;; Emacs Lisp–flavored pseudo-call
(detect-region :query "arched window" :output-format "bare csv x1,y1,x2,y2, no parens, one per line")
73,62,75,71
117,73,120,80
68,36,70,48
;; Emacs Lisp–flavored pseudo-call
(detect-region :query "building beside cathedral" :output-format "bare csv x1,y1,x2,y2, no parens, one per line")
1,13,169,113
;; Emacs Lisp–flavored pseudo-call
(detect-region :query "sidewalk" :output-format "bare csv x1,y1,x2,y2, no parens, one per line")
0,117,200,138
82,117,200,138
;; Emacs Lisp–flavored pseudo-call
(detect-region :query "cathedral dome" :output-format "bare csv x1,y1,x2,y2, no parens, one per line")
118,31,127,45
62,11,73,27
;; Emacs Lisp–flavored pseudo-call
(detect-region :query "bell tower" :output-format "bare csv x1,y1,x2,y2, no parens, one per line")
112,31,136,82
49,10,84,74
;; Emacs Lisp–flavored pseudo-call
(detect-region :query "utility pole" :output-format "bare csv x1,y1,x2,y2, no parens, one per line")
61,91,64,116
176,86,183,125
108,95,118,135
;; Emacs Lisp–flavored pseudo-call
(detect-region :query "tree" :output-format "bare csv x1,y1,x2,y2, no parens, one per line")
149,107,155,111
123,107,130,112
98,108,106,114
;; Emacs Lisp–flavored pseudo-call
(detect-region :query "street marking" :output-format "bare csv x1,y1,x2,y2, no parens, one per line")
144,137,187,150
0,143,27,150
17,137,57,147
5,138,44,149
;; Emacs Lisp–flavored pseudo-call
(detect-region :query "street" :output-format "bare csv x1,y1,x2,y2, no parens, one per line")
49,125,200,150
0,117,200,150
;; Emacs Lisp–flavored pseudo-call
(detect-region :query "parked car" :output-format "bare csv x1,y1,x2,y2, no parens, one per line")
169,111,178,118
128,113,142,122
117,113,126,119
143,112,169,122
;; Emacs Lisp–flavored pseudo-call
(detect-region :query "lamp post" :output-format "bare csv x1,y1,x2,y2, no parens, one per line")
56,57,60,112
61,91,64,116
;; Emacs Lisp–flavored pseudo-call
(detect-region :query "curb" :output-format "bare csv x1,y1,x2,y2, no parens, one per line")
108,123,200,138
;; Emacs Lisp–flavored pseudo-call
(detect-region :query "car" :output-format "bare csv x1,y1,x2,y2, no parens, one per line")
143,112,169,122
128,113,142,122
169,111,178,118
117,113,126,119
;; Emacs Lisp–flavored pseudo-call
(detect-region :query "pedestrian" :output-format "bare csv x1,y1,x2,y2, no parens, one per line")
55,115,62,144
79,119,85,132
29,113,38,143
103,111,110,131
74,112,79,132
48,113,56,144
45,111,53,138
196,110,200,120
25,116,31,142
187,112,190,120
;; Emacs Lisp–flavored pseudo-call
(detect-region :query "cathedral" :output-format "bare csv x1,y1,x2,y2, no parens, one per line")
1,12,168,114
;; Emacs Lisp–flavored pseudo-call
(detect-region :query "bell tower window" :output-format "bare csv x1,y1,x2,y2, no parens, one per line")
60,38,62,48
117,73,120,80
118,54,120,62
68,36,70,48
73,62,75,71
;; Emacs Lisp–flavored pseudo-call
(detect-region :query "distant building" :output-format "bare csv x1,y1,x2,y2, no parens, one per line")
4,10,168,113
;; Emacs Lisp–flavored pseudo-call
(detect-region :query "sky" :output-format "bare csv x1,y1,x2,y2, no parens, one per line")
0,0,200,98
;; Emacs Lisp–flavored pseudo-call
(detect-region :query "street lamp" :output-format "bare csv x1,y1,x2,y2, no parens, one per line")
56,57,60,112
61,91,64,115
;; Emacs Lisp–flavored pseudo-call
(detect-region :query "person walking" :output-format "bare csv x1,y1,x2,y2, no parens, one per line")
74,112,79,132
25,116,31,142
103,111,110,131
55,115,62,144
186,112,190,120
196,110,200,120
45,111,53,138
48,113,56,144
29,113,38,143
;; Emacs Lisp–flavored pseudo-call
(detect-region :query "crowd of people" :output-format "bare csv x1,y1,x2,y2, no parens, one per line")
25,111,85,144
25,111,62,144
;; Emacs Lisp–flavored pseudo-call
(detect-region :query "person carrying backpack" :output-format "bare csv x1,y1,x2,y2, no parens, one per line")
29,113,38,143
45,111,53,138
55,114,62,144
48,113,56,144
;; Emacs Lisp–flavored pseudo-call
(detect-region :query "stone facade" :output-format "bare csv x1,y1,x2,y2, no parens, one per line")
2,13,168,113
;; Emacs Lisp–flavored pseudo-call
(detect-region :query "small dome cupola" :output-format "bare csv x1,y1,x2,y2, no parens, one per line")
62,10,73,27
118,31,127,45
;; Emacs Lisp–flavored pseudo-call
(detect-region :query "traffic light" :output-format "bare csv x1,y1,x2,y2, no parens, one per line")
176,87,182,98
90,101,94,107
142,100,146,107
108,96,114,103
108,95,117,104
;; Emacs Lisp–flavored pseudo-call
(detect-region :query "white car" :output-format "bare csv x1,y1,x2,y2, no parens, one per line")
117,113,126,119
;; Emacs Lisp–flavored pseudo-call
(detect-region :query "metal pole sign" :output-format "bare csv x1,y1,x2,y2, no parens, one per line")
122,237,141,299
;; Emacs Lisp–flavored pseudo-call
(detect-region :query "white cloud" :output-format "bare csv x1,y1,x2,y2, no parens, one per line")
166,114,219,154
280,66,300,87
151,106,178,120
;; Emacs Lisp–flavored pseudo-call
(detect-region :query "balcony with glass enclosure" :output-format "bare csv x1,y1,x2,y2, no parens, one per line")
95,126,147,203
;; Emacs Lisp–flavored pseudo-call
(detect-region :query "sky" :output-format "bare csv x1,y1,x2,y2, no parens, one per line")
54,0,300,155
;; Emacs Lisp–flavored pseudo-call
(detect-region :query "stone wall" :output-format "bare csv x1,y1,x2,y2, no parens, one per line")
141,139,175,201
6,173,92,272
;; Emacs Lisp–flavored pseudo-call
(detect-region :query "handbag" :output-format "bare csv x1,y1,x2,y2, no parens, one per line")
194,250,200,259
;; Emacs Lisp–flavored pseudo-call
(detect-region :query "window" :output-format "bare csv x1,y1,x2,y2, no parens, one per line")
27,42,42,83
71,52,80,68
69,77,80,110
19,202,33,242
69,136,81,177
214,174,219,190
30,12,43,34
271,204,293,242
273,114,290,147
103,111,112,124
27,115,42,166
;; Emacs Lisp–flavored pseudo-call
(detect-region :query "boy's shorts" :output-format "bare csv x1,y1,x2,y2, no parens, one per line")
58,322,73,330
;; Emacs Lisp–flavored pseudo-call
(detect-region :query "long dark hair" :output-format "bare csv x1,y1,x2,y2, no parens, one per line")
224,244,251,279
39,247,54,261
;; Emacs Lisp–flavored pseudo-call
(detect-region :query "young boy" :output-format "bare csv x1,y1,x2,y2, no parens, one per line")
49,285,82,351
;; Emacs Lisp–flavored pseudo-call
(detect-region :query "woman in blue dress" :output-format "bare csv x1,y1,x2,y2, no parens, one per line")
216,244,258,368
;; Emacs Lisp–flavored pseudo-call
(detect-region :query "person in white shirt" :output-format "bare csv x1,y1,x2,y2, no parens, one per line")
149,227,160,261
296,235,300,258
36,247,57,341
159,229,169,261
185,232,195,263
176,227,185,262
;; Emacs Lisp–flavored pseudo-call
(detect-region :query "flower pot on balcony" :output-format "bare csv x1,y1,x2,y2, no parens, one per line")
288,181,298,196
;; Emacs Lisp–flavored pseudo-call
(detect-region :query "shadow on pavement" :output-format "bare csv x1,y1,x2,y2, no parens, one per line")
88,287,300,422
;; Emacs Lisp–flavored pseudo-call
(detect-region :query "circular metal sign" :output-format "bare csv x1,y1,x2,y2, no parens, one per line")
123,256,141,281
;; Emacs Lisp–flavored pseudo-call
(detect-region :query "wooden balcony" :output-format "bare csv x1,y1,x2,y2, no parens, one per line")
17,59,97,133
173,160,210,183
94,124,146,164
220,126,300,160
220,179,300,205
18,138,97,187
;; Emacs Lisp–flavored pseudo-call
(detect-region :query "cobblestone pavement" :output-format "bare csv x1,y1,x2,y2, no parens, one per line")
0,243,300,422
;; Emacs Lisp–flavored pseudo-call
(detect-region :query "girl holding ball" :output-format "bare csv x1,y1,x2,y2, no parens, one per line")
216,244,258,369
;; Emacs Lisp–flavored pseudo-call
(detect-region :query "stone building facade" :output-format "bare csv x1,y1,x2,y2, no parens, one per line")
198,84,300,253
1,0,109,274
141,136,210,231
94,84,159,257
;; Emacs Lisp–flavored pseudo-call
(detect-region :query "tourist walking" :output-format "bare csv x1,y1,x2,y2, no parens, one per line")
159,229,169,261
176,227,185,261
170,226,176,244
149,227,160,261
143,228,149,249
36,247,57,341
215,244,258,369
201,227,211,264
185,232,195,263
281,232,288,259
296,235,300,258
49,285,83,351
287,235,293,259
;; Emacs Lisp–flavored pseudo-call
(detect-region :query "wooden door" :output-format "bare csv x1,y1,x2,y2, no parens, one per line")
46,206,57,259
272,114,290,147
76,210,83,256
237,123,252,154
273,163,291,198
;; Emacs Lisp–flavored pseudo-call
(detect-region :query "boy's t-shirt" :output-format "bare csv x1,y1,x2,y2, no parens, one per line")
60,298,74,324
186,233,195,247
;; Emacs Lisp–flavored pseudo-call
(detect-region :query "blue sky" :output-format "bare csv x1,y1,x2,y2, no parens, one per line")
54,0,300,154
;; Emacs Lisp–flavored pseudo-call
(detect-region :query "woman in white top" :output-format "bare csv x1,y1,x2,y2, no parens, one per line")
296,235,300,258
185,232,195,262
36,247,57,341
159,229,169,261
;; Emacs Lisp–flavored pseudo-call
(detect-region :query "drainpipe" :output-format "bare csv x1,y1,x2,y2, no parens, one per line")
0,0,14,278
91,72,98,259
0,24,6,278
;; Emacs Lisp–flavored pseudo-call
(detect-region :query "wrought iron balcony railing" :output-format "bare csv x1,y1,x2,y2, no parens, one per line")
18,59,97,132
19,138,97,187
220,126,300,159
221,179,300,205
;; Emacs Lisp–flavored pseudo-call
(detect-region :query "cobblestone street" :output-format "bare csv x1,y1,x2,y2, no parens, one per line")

────────────────────────────────────────

▶ _TASK STATEMENT_
Arrange the lines running from the start of the items through the line containing "98,108,106,114", inclusive, as a JSON list of strings with one string per line, leaving out blank lines.

▶ _FULL RESPONSE_
[
  ";; Emacs Lisp–flavored pseudo-call",
  "(detect-region :query \"arched window\" :output-format \"bare csv x1,y1,x2,y2, no parens, one per line\")",
  "73,62,75,71",
  "117,73,120,80",
  "68,36,70,48",
  ";; Emacs Lisp–flavored pseudo-call",
  "(detect-region :query \"building beside cathedral\" :output-format \"bare csv x1,y1,x2,y2, no parens, one per line\")",
  "1,13,169,113",
  ";; Emacs Lisp–flavored pseudo-call",
  "(detect-region :query \"sidewalk\" :output-format \"bare csv x1,y1,x2,y2, no parens, one per line\")",
  "0,117,200,138",
  "82,117,200,138",
  ";; Emacs Lisp–flavored pseudo-call",
  "(detect-region :query \"cathedral dome\" :output-format \"bare csv x1,y1,x2,y2, no parens, one per line\")",
  "118,31,127,45",
  "62,11,73,27",
  ";; Emacs Lisp–flavored pseudo-call",
  "(detect-region :query \"bell tower\" :output-format \"bare csv x1,y1,x2,y2, no parens, one per line\")",
  "112,31,136,82",
  "49,10,84,74",
  ";; Emacs Lisp–flavored pseudo-call",
  "(detect-region :query \"utility pole\" :output-format \"bare csv x1,y1,x2,y2, no parens, one per line\")",
  "61,91,64,116",
  "176,86,183,125",
  "108,95,118,135",
  ";; Emacs Lisp–flavored pseudo-call",
  "(detect-region :query \"tree\" :output-format \"bare csv x1,y1,x2,y2, no parens, one per line\")",
  "149,107,155,111",
  "123,107,130,112",
  "98,108,106,114"
]